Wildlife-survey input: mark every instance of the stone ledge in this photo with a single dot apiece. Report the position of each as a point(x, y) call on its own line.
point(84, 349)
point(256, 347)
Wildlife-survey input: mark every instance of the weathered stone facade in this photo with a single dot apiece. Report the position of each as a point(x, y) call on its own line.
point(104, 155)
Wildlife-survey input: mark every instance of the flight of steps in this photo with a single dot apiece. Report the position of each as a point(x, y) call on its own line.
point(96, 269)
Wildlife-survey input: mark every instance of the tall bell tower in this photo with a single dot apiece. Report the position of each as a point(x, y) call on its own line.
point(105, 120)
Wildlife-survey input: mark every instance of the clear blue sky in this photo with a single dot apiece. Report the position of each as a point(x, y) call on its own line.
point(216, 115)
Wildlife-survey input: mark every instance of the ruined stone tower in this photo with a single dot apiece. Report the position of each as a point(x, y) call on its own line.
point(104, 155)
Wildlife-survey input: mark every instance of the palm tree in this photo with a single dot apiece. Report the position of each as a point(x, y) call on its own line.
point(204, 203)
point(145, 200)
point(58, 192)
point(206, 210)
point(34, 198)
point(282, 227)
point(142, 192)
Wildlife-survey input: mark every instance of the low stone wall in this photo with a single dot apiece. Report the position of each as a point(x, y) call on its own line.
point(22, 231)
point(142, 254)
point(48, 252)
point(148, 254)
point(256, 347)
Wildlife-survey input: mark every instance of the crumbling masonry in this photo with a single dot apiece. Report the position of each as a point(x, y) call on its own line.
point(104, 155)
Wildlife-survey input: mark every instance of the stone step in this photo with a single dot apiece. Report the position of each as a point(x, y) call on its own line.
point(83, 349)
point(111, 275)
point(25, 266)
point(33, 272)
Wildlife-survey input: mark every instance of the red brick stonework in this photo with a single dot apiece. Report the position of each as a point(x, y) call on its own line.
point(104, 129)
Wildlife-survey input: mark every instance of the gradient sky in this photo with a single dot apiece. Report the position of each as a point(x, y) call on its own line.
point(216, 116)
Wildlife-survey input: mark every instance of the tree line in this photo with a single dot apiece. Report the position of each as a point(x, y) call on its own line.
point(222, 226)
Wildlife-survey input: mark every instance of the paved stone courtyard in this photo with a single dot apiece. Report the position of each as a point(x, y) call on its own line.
|---|
*Problem details*
Would you print the line containing "Wildlife-survey input: mark every instance of the gradient" and every line after it up to the end of the listing above, exactly, and nothing else?

*Reply to the task*
Wildlife-survey input: mark every instance of the gradient sky in this photo with a single dot apiece. Report the position of each as a point(x, y) call on its own line.
point(216, 116)
Wildlife-survey input: mark every instance of the tree line in this photo with a single dot apiece. Report the position of each as a point(x, y) call on its own line.
point(222, 226)
Wildlife-survey input: mark every instance of the paved stone courtyard in this photo with a single dot apiece. Report the position of each as a point(x, y) call on its own line.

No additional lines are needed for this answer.